WHAT TO DO: Write each entry out again exactly, with nothing omitted.
━━━ DATA LISTING
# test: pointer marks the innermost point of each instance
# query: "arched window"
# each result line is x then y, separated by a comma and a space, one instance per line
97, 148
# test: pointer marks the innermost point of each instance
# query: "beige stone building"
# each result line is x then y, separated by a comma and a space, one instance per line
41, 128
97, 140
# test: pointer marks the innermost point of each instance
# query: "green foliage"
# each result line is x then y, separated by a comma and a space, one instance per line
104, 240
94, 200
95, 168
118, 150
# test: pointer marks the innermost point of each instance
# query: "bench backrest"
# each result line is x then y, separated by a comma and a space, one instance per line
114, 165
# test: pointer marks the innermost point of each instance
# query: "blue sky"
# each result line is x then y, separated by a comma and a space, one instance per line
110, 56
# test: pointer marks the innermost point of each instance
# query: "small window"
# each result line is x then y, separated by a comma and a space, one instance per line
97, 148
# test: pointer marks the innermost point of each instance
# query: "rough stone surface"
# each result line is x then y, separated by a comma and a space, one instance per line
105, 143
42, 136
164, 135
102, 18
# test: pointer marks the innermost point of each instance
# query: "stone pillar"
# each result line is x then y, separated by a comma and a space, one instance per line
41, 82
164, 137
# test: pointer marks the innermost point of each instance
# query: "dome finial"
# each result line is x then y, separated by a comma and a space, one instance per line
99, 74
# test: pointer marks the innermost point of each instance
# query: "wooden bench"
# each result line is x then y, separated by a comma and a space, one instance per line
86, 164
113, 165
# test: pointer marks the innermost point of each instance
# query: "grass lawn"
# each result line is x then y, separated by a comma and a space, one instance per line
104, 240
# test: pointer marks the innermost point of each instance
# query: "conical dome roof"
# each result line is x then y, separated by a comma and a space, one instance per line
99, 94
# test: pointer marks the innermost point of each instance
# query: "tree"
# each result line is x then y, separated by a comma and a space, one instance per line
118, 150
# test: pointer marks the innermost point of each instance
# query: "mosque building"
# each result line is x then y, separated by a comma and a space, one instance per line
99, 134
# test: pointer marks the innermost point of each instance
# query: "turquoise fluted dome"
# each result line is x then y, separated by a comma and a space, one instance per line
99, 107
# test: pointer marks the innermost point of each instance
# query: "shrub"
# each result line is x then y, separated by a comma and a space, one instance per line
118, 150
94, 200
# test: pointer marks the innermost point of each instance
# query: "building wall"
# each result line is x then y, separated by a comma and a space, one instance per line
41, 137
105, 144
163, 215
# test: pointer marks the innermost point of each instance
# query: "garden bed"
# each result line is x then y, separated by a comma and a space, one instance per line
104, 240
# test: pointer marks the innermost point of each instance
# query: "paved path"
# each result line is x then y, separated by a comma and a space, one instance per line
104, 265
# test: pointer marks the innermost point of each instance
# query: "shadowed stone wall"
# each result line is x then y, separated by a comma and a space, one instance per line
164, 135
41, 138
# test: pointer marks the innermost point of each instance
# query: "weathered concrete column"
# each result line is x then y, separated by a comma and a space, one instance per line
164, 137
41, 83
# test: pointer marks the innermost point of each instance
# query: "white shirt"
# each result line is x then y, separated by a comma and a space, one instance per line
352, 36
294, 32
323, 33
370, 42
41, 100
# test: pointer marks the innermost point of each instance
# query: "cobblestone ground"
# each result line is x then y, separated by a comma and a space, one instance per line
━━━━━━
ANSWER TO THIS TASK:
# test: pointer marks the innermost point of each instance
# query: "arched window"
# each result line is x then y, separated by a comma and a space, one instance per line
97, 148
# test: pointer marks the innermost point of each instance
# query: "beige stone building"
# each result line is x then y, separated by a comma and a space, one instance per line
41, 128
97, 140
# test: pointer marks the innermost point of each instance
# query: "green foliage"
# each result line is x then y, separated by a comma and a space, one instance per line
104, 240
94, 200
95, 168
118, 150
# test: pointer marks the innermost point of each instance
# query: "bench backrest"
# each result line is x then y, separated by a comma and a space, one instance per line
114, 165
# test: pointer marks the innermost point of each instance
# query: "blue sky"
# each result line is x then y, separated by a comma and a space, one instance per line
110, 56
# test: pointer marks the innermost point of each instance
# query: "small window"
# each result line is x then y, separated by a comma and a space, one instance per line
97, 148
# test: pointer marks the innermost point of each instance
# query: "rough stone surface"
# each result line is x then y, separated by a comma and a space, one instance per line
105, 143
42, 136
164, 135
102, 18
# test: pointer marks the innermost point of each instance
# query: "stone pillar"
# each result line is x then y, separated by a comma and a space, one instance per line
41, 82
164, 137
# test: pointer marks the innermost point of each instance
# query: "dome finial"
# each result line is x then y, separated by a comma and a space, one instance per line
99, 74
# test: pointer marks the innermost point of each instance
# query: "wooden bench"
# each result line is x then y, separated by a comma and a space, one instance per line
86, 164
113, 165
# test: pointer marks the innermost point of each instance
# query: "grass lawn"
# each result line is x then y, separated by a comma and a space, one instance per line
104, 240
# test: pointer marks the innermost point of each instance
# query: "conical dome roof"
# each result line is x then y, separated by a comma and a space, one instance per line
99, 94
# test: pointer marks the innermost point of each instance
# query: "tree"
# each result line is x then y, separated by a comma and a space, one instance per line
118, 150
# test: pointer marks the innermost point of each instance
# query: "mosque building"
# each result line is x then y, separated by a comma and a space, one instance per line
99, 134
# test: pointer marks the innermost point of each instance
# query: "turquoise fluted dome"
# each result line is x then y, separated by a comma and a space, one instance per line
99, 107
# test: pointer marks the innermost point of each instance
# query: "shrub"
# each result line is x then y, separated by a comma and a space, one instance per line
118, 150
94, 200
# test: pointer marks the innermost point of each instance
# query: "building wall"
# each result line is x then y, separated by a comma and a space, one instance per line
41, 137
105, 144
163, 215
# test: pointer marks the innermost point of each instance
# query: "garden bed"
# each result line is x then y, separated by a comma and a space, one instance per line
104, 240
# test: pointer marks the innermost point of each instance
# query: "paved path"
# each result line is x then y, separated by a comma and a space, one instance per line
104, 265
# test: pointer marks the innermost point of each instance
# query: "shadowed stone wall"
# each result line is x then y, separated by a comma and a space, one instance per line
164, 135
41, 138
# test: pointer marks the innermost point of each instance
# query: "weathered concrete column"
# each result line is x then y, separated by a comma and a space, one instance per line
164, 137
41, 83
# test: pointer marks the innermost point of each instance
# query: "white shirt"
# each result line is x then y, separated by a comma and a space, one instance per line
352, 36
294, 32
323, 33
370, 42
41, 100
# test: pointer marks the innermost point of each instance
# query: "cobblestone ground"
# each result line is x then y, separated by a comma and a space, one instance per line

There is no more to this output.